* **ACTION ITEM**: From the line with "positive clicks: (510, 123)" to the line with "Every <instance> block", retype every line exactly, including those two, and leave out the rest of the data below.
**********
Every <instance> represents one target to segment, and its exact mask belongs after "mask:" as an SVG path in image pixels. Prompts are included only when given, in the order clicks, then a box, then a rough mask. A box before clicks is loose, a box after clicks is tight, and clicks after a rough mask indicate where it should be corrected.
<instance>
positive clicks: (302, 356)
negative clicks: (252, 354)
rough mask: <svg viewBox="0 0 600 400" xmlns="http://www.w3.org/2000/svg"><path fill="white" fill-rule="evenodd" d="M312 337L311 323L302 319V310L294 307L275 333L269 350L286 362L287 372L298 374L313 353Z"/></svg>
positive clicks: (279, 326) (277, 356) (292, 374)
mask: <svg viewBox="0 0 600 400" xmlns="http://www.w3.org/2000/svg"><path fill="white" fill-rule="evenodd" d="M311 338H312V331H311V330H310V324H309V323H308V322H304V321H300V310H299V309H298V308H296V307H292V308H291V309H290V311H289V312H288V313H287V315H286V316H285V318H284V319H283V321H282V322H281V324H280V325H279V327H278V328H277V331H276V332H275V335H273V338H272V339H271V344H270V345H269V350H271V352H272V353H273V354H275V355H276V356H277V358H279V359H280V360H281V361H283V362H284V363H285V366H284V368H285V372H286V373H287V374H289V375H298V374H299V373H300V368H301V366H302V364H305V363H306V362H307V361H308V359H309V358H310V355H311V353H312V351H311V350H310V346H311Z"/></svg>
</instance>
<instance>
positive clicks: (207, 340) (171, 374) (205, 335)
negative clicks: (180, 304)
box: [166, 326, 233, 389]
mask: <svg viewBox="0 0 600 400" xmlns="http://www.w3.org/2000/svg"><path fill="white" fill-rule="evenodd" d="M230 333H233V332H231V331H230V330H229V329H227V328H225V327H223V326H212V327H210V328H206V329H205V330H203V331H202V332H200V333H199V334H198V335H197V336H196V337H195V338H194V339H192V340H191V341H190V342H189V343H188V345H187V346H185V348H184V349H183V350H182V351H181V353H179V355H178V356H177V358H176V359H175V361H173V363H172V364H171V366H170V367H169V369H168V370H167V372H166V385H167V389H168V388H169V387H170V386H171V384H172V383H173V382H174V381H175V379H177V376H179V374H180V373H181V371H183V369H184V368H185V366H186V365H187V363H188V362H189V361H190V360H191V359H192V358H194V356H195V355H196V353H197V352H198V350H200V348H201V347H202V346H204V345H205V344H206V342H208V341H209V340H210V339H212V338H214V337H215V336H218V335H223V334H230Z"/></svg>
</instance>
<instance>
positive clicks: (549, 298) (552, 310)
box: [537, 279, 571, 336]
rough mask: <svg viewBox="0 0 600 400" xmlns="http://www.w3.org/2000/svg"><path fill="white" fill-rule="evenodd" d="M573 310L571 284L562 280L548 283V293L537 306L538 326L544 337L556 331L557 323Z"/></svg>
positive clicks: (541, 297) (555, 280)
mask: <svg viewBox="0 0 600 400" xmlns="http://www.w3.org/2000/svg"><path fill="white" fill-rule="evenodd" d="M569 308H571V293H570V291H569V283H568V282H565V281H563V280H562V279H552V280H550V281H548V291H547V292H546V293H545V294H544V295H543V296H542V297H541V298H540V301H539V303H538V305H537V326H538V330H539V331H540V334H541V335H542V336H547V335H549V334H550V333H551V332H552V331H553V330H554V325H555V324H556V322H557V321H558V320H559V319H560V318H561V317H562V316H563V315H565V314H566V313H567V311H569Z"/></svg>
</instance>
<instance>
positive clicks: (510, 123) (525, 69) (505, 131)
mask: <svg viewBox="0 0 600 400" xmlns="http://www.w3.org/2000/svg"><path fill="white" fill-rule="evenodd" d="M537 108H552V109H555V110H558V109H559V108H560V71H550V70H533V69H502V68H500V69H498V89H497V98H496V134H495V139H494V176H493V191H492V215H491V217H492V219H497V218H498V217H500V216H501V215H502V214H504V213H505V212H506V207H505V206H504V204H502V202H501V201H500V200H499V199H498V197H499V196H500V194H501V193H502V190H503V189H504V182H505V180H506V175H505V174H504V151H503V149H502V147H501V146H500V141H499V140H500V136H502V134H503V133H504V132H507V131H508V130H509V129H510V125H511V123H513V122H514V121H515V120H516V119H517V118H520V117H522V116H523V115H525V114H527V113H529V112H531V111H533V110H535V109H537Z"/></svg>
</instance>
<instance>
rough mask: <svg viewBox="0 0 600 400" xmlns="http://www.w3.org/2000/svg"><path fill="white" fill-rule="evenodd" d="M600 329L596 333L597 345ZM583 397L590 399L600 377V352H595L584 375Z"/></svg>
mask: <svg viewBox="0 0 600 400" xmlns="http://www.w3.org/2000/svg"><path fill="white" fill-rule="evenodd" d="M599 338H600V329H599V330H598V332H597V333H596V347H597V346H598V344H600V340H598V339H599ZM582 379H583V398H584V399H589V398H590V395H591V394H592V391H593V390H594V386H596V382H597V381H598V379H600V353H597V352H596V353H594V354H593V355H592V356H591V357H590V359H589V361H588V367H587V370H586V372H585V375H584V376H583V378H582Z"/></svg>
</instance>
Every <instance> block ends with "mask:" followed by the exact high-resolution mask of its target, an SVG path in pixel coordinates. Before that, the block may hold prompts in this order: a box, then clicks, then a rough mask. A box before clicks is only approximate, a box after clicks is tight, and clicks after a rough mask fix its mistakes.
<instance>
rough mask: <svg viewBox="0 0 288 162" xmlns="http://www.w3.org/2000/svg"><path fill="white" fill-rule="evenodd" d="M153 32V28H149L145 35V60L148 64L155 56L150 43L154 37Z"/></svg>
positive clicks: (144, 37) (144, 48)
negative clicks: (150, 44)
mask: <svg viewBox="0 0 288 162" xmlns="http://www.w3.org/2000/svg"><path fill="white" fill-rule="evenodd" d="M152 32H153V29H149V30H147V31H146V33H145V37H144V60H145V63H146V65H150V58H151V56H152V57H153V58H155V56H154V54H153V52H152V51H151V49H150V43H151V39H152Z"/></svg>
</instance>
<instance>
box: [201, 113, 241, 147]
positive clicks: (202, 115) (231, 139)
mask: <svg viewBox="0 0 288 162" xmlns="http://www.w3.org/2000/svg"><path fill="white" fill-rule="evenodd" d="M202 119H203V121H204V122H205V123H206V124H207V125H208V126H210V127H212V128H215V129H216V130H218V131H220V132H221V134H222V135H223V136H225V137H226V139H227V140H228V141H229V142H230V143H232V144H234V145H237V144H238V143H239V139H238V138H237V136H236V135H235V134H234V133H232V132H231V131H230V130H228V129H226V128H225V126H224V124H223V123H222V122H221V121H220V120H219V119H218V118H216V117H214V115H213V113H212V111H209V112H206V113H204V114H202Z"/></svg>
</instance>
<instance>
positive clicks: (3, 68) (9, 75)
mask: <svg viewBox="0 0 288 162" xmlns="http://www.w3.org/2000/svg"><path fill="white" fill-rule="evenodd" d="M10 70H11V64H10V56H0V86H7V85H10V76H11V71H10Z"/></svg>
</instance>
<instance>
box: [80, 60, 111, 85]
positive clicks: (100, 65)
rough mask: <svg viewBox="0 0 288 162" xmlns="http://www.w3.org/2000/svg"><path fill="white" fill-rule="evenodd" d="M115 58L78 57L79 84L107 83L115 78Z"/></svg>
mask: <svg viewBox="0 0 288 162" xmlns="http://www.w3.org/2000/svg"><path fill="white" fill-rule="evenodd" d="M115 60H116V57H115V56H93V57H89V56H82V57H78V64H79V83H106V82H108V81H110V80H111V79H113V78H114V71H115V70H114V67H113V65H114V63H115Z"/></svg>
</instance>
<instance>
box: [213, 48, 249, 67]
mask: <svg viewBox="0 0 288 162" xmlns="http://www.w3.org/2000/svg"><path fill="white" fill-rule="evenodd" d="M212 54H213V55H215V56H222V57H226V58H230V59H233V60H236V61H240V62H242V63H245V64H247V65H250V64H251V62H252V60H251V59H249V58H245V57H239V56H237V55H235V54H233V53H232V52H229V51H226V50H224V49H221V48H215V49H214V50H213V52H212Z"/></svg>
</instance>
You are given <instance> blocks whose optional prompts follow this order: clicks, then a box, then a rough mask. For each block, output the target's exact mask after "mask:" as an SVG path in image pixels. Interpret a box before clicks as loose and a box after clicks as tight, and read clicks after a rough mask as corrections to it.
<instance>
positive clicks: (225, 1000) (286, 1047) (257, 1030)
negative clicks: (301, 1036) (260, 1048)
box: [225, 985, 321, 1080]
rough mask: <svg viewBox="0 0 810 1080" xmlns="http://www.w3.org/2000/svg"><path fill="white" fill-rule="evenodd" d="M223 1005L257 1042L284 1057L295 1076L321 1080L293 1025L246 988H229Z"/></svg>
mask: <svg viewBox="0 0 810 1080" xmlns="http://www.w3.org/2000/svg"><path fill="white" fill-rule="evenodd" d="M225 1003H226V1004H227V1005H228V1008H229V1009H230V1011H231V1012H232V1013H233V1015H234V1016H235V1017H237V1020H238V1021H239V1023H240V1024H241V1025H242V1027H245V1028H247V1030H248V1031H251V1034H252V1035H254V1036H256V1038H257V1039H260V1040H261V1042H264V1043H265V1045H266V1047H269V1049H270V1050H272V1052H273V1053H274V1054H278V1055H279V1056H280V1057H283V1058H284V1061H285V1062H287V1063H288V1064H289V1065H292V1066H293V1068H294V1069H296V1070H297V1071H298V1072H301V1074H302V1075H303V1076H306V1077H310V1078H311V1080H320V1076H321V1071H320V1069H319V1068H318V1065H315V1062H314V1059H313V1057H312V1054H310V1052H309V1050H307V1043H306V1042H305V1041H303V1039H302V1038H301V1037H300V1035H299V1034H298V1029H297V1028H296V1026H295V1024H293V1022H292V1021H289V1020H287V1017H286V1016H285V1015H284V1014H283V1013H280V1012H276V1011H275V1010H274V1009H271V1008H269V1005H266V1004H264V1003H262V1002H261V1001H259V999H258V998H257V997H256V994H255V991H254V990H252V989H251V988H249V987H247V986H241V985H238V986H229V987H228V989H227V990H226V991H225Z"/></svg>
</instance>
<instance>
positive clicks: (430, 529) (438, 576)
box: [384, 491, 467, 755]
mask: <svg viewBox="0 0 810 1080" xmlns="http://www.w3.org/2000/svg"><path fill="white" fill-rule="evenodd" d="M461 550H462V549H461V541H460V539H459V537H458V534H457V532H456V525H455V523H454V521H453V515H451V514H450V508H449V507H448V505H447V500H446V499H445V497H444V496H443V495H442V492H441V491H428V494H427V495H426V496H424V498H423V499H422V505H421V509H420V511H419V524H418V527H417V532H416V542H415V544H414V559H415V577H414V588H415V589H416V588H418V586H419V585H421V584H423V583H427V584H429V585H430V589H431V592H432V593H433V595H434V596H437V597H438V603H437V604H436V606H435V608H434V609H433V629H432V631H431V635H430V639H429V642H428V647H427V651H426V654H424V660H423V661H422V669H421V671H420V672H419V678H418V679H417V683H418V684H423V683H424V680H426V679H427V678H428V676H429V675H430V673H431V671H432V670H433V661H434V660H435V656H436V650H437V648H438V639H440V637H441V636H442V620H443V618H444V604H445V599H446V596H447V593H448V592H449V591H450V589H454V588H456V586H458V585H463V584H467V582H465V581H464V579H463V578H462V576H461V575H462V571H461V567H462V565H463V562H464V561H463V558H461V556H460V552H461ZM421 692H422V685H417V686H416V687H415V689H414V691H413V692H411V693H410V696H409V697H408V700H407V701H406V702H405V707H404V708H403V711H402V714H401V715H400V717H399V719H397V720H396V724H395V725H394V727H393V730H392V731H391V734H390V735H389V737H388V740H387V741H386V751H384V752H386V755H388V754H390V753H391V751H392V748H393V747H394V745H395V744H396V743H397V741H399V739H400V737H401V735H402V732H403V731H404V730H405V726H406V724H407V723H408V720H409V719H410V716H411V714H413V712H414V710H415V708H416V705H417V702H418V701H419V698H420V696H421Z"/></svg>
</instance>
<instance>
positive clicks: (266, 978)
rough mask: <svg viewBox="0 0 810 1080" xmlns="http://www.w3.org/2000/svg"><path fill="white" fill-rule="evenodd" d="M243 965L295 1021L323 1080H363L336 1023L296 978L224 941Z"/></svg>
**********
* **RESPONSE BOX**:
positive clicks: (510, 123) (525, 69) (505, 131)
mask: <svg viewBox="0 0 600 400" xmlns="http://www.w3.org/2000/svg"><path fill="white" fill-rule="evenodd" d="M537 108H552V109H555V110H558V109H559V108H560V71H550V70H533V69H502V68H500V69H498V89H497V98H496V134H495V139H494V176H493V191H492V215H491V217H492V219H497V218H498V217H500V216H501V215H502V214H504V213H505V212H506V207H505V206H504V204H502V202H501V201H500V200H499V199H498V197H499V196H500V194H501V193H502V190H503V189H504V182H505V180H506V175H505V174H504V151H503V149H502V147H501V146H500V141H499V140H500V136H502V134H503V133H504V132H507V131H508V130H509V129H510V125H511V123H513V122H514V121H515V120H516V119H517V118H520V117H522V116H523V115H525V114H527V113H529V112H531V111H533V110H535V109H537Z"/></svg>
</instance>
<instance>
rough mask: <svg viewBox="0 0 600 400" xmlns="http://www.w3.org/2000/svg"><path fill="white" fill-rule="evenodd" d="M600 329L596 333L597 345ZM583 397L590 399L600 377V352H595L584 375Z"/></svg>
mask: <svg viewBox="0 0 600 400" xmlns="http://www.w3.org/2000/svg"><path fill="white" fill-rule="evenodd" d="M599 338H600V329H599V330H598V332H597V333H596V347H597V346H598V344H600V340H598V339H599ZM582 379H583V398H584V399H589V398H590V395H591V394H592V391H593V390H594V386H596V382H597V381H598V379H600V353H597V352H596V353H594V354H593V355H592V356H591V357H590V359H589V361H588V367H587V370H586V372H585V375H584V376H583V378H582Z"/></svg>
</instance>
Every <instance> block ends with "mask:" followed by the exact high-resolution mask of its target, an SVG path in pixel coordinates. Before that, the block may hold prompts in this order: a box, then clicks, then a rough mask. A box before clicks is only approximate, a box after clicks is tight, and clicks after a rough mask fix its mistakes.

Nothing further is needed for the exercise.